Latihan
Lanjutkan bacaan tentang Dasa Awatara dan teori evolusi, mulai tepat setelah kalimat terakhirnya.

Bacaan
----
Pada titik ini, meski implisit, teologi Kristen cukup senjang dengan gagasan Hindu. Terkait dengan kontrovesi teori Evolusi Darwin di kalangan gereja, ini begitu mudah dimaklumi saat kita membaca konsep teologi kitab genesis. Bagaimana mungkin, keyakinan akan alam semeseta beserta segala isinya yang diciptakan dalam 7 hari bisa gayung bersambut dengan teori evolusi yang diyakini memakan masa ratusan juta tahun lamanya. Tidak seperti dalam kitab gensesis yang lugas, Hindu tidak secara spesifik dan tajam membahas teori penciptaan semesta. Namun sekali lagi, jika diamati dengan seksama, perwujudan kesepuluh Awatara cukup kuat mengesankan untaian evolusi sesuai teori modern saat ini.
Dalam keyakinan Hindu, disebutkan ada 10 Awatara yang dikenal sebagai Dasa Awatara, dengan wujud pertama adalah seekor ikan (Matsya Awatara). Berikutnya secara berturut-turut berwujud seekor penyu (Kurma Awatara), seekor babi hutan (Waraha Awatara), seekor singa berkepala manusia (Narasinga Awatara), seorang manusia cebol (Wamana Awatara), seorang pendekar bersenjata kapak (Parasurama Awatara), seorang raja di Ayodya Pura (Rama Awatara), seorang penasihat bijaksana di kerajaan Hastina Pura (Krishna Awatara), seorang pangeran yang meninggalkan tahta demi pembebasan (Buddha Awatara) dan yang terakhir adalah seorang Mesias yang akan tampil menyelamatkan bumi dan umat manusia saat berada pada zaman di tubir kehancuran.
----
Data Latihan
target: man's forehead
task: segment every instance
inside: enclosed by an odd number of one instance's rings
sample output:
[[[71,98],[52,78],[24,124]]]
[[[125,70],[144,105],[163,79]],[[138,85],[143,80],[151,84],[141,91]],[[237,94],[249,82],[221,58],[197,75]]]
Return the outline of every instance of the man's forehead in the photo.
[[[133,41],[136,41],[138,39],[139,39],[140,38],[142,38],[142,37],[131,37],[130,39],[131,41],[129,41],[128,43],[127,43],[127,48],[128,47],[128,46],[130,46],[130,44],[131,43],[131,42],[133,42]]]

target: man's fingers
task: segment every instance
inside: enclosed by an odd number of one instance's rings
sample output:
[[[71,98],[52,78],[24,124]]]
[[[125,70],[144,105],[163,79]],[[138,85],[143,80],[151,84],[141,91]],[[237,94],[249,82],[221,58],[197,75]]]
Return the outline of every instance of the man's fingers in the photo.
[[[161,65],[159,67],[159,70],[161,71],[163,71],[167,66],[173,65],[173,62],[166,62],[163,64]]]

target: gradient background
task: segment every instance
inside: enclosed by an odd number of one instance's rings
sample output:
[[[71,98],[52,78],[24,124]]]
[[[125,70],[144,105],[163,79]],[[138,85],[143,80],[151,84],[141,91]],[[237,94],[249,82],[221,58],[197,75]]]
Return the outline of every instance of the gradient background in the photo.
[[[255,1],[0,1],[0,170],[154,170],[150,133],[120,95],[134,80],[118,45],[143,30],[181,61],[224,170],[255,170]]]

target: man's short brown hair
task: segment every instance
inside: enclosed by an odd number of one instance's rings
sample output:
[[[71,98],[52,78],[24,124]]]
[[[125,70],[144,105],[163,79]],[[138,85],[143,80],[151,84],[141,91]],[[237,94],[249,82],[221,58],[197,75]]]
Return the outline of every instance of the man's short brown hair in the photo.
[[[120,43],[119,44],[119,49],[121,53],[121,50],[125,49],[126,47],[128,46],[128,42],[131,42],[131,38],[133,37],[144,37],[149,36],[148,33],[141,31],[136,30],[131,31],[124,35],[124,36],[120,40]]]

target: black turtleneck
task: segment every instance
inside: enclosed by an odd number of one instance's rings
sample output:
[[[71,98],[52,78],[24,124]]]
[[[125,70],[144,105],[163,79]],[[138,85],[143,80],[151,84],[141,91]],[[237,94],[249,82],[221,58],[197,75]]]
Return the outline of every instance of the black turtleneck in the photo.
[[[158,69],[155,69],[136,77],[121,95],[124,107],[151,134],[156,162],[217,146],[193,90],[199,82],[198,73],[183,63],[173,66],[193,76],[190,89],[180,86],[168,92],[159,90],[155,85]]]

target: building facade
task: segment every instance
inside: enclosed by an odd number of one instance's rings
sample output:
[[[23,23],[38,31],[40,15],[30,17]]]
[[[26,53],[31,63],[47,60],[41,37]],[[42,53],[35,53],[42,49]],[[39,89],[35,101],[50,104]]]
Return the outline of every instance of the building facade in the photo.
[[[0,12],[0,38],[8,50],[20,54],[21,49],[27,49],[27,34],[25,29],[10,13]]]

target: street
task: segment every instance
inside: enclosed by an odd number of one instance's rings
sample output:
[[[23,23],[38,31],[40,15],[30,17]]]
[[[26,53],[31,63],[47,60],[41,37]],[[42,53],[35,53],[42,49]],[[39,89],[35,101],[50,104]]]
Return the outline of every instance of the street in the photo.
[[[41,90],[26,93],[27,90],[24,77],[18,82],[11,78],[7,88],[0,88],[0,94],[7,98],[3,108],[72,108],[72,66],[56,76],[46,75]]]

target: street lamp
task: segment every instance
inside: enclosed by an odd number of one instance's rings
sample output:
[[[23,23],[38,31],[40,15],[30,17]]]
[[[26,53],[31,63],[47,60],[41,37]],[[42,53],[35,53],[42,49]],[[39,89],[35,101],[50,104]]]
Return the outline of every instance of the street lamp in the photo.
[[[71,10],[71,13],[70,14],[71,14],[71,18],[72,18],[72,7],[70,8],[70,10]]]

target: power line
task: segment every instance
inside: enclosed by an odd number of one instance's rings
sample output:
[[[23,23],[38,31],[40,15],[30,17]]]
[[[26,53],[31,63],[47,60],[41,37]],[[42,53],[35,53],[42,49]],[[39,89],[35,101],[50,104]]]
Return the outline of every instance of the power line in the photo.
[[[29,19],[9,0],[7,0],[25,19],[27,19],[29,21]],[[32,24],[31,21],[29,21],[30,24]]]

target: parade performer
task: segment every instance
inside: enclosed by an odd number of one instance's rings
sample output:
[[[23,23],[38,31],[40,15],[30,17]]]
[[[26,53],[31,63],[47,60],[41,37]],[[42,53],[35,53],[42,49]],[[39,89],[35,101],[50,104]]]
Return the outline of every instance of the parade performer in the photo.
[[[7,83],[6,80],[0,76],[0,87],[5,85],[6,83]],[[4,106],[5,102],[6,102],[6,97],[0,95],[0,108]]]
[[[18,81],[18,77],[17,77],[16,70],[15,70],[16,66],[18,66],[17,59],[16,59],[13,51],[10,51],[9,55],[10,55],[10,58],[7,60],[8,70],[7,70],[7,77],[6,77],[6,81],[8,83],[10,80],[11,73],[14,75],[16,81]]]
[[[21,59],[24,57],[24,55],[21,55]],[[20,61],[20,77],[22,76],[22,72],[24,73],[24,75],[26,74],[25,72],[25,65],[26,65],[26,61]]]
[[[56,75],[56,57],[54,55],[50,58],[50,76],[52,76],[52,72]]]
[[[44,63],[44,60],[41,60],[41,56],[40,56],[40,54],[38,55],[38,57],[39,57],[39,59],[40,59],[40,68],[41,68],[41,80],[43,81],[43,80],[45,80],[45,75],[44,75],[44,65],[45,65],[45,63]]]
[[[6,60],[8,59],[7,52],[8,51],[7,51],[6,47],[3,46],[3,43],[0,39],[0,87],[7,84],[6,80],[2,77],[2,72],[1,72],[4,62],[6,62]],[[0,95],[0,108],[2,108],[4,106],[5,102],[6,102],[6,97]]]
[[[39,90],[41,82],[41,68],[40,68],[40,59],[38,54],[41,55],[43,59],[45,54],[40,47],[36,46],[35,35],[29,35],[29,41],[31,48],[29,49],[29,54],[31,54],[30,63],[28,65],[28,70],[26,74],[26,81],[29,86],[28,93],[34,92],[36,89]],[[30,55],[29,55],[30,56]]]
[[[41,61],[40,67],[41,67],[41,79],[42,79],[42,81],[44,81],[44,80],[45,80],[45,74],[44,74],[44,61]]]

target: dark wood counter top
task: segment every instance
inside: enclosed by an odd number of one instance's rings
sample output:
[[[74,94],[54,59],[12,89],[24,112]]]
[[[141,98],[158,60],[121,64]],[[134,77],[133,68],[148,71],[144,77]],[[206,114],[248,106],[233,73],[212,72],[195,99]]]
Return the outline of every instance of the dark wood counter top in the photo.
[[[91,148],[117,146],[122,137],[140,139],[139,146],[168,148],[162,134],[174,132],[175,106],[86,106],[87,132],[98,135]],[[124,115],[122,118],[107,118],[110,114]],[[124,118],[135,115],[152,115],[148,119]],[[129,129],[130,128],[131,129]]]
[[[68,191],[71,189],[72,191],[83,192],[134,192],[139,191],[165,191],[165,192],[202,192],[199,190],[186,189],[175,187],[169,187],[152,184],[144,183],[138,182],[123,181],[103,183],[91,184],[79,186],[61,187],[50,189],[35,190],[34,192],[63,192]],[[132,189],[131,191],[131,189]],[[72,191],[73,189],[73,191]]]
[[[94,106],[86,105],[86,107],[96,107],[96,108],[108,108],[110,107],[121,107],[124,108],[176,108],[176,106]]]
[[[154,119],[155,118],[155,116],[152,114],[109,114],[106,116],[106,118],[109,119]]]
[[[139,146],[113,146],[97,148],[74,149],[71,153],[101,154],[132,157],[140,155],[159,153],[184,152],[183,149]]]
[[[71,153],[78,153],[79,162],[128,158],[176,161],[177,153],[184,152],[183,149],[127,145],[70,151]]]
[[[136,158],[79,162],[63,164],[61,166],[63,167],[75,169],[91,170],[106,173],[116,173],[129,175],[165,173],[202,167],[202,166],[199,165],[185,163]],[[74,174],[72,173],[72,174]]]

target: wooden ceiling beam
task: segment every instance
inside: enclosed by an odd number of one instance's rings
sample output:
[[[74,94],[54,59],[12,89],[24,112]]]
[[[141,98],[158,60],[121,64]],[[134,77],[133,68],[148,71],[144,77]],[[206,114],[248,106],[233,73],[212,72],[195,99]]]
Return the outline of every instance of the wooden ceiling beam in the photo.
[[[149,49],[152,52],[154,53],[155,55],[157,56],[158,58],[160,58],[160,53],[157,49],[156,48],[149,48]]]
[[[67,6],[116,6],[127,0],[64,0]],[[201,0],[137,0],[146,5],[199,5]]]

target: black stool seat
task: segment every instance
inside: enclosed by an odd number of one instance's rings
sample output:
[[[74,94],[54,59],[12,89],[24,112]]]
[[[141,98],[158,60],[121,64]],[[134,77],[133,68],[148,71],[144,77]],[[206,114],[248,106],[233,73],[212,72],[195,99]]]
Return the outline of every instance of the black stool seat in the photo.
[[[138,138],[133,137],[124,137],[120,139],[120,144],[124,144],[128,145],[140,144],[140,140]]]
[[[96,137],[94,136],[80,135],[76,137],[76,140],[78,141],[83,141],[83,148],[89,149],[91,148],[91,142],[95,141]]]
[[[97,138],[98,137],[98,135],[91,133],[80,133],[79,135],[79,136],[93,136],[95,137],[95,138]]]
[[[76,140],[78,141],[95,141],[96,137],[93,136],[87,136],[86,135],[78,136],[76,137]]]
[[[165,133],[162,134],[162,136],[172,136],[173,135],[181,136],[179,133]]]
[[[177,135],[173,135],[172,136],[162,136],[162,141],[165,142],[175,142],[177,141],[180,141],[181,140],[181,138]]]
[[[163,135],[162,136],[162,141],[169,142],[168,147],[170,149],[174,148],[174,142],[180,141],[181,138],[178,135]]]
----
Jawaban Anda
Hal menarik berikutnya adalah belum lahirnya Awatara ke-10, yaitu Kalki Awatara. Kita semua menunggunya dengan penuh penasaran. Ia misteri yang menebarkan risau karena perlu menunggu kekacauan semesta untuk kehadirannya, juga kabar yang melegakan karena tentu saja ia adalah seorang juru selamat. Dalam pendekatan perspektif postmodern, segala hal dapat memberikan ruang interpretasi yang sedemikian luas. Jangan-jangan ini sebuah undangan untuk kita semua menjadi juru selamat, setidaknya untuk diri sendiri. Kita tak butuh menunggu siapapun demi kebaikan dunia. Tepat seperti ucapan Sang Jiwa Agung (Mahatma) Gandhi, “Kita takkan pernah dapat mengubah dunia. Cukup mengubah diri-sendiri saja. Maka jika semua kita berubah menuju kebaikan, maka dengan sendirinya dunia ini akan menjadi baik”.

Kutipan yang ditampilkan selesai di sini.